Problem requirements
The reply should hold every record, copied exactly, and none of the pictures.

Record excerpts
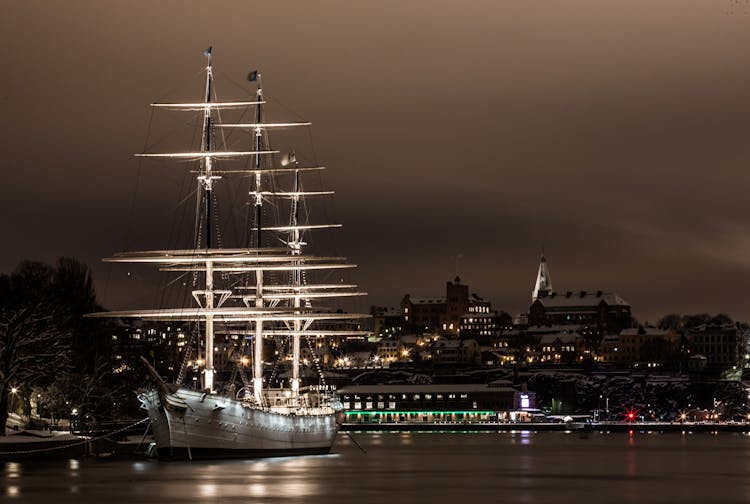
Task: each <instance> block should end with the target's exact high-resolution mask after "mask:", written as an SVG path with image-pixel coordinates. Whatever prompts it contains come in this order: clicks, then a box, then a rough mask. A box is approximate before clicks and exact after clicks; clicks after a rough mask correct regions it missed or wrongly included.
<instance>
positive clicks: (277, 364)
mask: <svg viewBox="0 0 750 504" xmlns="http://www.w3.org/2000/svg"><path fill="white" fill-rule="evenodd" d="M285 340H286V338H281V337H279V336H277V337H274V342H275V343H276V348H277V349H278V352H279V353H278V355H277V356H276V360H275V361H274V363H273V369H272V370H271V377H270V378H269V379H268V383H269V384H272V383H273V382H274V380H276V375H277V374H278V372H279V362H280V361H281V356H282V355H283V353H284V350H285V349H286V341H285Z"/></svg>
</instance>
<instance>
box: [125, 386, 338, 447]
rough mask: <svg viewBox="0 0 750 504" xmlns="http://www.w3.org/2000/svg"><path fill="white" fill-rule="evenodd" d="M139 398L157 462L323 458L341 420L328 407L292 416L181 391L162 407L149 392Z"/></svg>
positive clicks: (337, 431)
mask: <svg viewBox="0 0 750 504" xmlns="http://www.w3.org/2000/svg"><path fill="white" fill-rule="evenodd" d="M139 399H140V400H141V403H142V404H143V406H144V408H145V409H146V410H147V411H148V415H149V418H150V420H151V430H152V432H153V434H154V439H155V441H156V447H157V450H158V453H159V457H163V458H185V459H193V458H254V457H273V456H284V455H311V454H324V453H328V452H329V451H330V450H331V446H332V445H333V441H334V439H335V438H336V433H337V432H338V429H339V425H340V419H341V413H340V412H336V411H333V410H332V409H331V408H330V407H325V408H307V409H306V410H305V411H306V413H305V414H299V411H301V410H298V412H297V413H296V414H294V413H291V412H290V411H284V410H282V409H279V410H278V411H276V410H275V409H268V408H263V409H261V408H257V407H254V406H253V405H249V404H247V403H245V402H243V401H238V400H235V399H231V398H228V397H225V396H220V395H216V394H205V393H203V392H198V391H194V390H189V389H184V388H180V389H179V390H177V392H175V393H174V394H169V395H168V396H165V401H164V402H166V403H167V404H166V407H165V405H163V404H162V400H161V398H160V397H159V393H158V392H157V391H155V390H152V391H149V392H146V393H144V394H141V395H140V396H139Z"/></svg>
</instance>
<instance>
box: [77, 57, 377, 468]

Reply
Task: each <instance> block should end with the target's exact high-resolution mask after "mask:", written as an SVG path with image-pixel coordinates. Whatever prompts it contains come in this order: clicks, then a box, then a rough mask. A box is approximate before clicks and exact after clicks; clicks after a rough mask correct regions it missed or wrongly included.
<instance>
positive clicks: (277, 364)
mask: <svg viewBox="0 0 750 504" xmlns="http://www.w3.org/2000/svg"><path fill="white" fill-rule="evenodd" d="M285 340H286V338H281V337H279V336H277V337H274V342H275V343H276V348H277V349H278V352H279V353H278V355H277V356H276V360H275V361H274V363H273V369H272V370H271V377H270V378H269V379H268V383H269V384H272V383H273V382H274V380H276V375H277V374H278V372H279V362H280V361H281V356H282V355H283V353H284V350H285V349H286V341H285Z"/></svg>
</instance>
<instance>
box: [125, 386, 338, 447]
rough mask: <svg viewBox="0 0 750 504" xmlns="http://www.w3.org/2000/svg"><path fill="white" fill-rule="evenodd" d="M139 398L157 462L323 458L341 420L328 407L292 416L181 391L162 407L149 392Z"/></svg>
positive clicks: (337, 431)
mask: <svg viewBox="0 0 750 504" xmlns="http://www.w3.org/2000/svg"><path fill="white" fill-rule="evenodd" d="M139 399H140V400H141V403H142V404H143V406H144V408H145V409H146V410H147V411H148V415H149V418H150V420H151V430H152V432H153V434H154V439H155V441H156V447H157V450H158V453H159V457H163V458H185V459H193V458H254V457H273V456H284V455H311V454H324V453H328V452H329V451H330V450H331V446H332V445H333V441H334V439H335V438H336V433H337V432H338V429H339V425H340V419H341V413H340V412H336V411H333V410H332V409H331V408H330V407H325V408H307V409H306V410H305V411H306V413H305V414H299V411H301V410H298V412H297V413H296V414H294V413H291V412H290V411H284V410H282V409H279V410H278V411H276V410H275V409H268V408H263V409H261V408H257V407H254V406H253V405H249V404H247V403H245V402H243V401H238V400H235V399H231V398H228V397H225V396H220V395H216V394H205V393H203V392H198V391H194V390H189V389H184V388H180V389H179V390H177V392H175V393H174V394H169V395H168V396H165V401H164V402H166V403H167V404H166V407H165V405H163V404H162V400H161V398H160V397H159V393H158V392H157V391H155V390H152V391H149V392H146V393H144V394H141V395H140V396H139Z"/></svg>
</instance>
<instance>
box: [77, 57, 377, 468]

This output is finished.